* Stored data entries *
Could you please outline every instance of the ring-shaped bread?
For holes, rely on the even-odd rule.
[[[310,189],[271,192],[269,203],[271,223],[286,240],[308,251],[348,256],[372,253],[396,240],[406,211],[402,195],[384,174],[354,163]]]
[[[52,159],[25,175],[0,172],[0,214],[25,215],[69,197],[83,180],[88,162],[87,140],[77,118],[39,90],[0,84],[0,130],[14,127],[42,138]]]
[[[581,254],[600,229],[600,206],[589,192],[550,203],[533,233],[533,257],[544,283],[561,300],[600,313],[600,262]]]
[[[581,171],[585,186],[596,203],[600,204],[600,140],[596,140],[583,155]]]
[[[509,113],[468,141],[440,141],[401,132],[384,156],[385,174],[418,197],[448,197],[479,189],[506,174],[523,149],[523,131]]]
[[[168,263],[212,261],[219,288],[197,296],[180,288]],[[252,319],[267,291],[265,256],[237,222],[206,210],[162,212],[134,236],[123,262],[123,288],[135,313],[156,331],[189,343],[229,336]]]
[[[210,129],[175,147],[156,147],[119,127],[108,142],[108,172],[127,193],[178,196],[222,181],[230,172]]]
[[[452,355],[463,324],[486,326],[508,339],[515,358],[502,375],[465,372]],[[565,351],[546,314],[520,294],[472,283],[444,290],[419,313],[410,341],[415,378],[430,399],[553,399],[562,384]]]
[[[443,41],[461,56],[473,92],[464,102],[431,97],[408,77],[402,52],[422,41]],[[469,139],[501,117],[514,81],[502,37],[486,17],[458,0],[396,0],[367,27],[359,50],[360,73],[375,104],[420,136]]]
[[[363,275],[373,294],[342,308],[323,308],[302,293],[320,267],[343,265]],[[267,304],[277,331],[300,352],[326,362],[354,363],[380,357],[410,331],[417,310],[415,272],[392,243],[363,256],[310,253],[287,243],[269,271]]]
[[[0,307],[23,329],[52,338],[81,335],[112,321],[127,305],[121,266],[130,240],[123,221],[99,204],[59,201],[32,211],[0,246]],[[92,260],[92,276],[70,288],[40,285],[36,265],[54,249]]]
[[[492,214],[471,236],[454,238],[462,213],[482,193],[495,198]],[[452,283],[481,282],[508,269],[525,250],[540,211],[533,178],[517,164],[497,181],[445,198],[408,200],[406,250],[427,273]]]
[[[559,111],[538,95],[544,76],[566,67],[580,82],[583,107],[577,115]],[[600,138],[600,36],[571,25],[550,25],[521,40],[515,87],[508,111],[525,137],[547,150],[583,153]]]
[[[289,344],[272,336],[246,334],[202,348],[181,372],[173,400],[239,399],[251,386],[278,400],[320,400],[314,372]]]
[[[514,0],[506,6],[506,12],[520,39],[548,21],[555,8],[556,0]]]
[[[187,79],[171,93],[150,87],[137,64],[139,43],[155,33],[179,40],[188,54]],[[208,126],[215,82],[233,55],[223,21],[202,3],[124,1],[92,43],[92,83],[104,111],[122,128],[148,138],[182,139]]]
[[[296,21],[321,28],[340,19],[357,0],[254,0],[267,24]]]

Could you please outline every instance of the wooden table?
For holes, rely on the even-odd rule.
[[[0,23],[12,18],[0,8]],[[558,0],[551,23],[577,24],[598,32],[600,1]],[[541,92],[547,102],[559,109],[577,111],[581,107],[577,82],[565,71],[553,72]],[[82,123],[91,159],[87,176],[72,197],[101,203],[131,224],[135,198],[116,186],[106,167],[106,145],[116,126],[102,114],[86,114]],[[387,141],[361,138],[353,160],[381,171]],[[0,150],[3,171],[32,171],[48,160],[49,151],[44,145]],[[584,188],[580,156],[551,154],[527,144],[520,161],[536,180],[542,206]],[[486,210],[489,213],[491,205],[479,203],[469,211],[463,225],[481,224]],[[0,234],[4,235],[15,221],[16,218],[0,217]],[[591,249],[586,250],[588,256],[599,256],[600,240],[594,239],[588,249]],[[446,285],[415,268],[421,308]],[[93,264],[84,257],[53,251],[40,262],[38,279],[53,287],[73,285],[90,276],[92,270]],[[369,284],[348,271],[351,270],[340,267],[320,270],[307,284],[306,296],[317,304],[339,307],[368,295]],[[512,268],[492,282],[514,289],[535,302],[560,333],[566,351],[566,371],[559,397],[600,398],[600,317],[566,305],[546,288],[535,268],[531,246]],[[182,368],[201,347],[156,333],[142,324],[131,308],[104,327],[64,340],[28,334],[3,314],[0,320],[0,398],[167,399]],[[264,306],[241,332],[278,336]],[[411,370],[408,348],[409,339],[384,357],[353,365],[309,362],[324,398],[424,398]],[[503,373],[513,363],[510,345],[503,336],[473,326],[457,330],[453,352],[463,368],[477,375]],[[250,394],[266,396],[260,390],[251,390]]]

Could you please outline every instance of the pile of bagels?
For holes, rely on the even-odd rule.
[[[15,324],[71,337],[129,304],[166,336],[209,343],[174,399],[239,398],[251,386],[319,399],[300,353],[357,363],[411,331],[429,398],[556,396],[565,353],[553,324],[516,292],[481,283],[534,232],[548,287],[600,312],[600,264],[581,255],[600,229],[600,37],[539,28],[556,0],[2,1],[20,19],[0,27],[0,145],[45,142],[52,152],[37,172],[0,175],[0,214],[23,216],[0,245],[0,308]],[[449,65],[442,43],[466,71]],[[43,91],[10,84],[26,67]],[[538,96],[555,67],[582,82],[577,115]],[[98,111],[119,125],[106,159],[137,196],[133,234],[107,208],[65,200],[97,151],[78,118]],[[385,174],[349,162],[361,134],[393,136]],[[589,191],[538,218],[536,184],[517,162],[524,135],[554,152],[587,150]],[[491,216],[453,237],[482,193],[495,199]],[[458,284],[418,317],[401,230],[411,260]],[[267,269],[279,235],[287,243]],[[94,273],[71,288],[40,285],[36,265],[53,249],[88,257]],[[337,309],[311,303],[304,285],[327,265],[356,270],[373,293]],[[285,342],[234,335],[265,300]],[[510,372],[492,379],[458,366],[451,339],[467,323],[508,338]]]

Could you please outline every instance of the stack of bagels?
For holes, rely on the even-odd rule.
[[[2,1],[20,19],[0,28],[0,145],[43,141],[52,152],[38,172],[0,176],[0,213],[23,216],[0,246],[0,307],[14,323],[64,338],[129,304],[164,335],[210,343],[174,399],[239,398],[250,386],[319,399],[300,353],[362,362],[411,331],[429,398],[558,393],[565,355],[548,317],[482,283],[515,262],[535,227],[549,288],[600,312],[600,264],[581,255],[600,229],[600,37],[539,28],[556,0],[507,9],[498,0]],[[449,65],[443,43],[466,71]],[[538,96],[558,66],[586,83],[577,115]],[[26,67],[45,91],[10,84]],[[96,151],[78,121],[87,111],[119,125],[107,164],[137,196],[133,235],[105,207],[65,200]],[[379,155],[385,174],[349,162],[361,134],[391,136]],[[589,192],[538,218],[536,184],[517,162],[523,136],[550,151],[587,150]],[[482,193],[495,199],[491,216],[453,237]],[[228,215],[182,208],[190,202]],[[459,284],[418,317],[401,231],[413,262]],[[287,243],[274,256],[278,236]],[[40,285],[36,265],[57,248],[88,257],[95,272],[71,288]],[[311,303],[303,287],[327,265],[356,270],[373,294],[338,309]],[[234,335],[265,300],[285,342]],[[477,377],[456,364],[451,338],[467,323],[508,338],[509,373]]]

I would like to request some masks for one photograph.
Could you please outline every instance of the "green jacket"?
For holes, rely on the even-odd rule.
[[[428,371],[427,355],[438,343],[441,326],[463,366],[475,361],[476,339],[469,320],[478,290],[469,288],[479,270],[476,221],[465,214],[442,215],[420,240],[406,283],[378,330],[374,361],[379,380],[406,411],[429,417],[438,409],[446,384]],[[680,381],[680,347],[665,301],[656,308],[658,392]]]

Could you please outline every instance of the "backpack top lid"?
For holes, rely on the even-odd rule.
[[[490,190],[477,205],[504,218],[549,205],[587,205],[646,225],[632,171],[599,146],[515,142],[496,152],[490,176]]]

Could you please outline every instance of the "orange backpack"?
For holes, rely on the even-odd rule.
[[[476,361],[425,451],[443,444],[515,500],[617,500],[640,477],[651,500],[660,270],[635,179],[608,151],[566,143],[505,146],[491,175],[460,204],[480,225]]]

* Exercise objective *
Return word for word the lines above from the line with "Could you please outline every instance of the pile" to the line with "Could you please outline every instance of the stack", including both and leaving out all others.

* Response below *
Could you please outline every instance of the pile of bagels?
For holes, rely on the even-odd rule.
[[[15,324],[71,337],[129,304],[166,336],[209,343],[174,399],[239,398],[251,386],[319,399],[300,353],[357,363],[411,331],[429,398],[556,396],[565,353],[553,324],[516,292],[481,283],[534,232],[548,287],[600,312],[600,264],[581,255],[600,229],[600,37],[539,28],[556,0],[2,1],[20,19],[0,27],[0,145],[45,142],[52,152],[37,172],[0,175],[0,214],[23,216],[0,245],[0,308]],[[449,65],[442,43],[466,71]],[[43,91],[10,84],[26,67]],[[538,96],[555,67],[582,82],[577,115]],[[98,111],[119,125],[106,159],[137,196],[133,234],[107,208],[65,200],[97,151],[78,118]],[[385,174],[349,162],[361,134],[393,136]],[[589,191],[538,218],[536,184],[517,162],[524,135],[554,152],[587,150]],[[491,216],[453,237],[482,193],[495,199]],[[458,284],[418,317],[401,230],[411,260]],[[267,269],[279,235],[287,243]],[[94,273],[71,288],[40,285],[36,265],[53,249],[88,257]],[[337,309],[311,303],[304,285],[327,265],[356,270],[373,293]],[[285,342],[234,335],[265,300]],[[510,372],[492,379],[458,366],[451,339],[467,323],[508,338]]]

Could you please outline every instance of the stack of bagels?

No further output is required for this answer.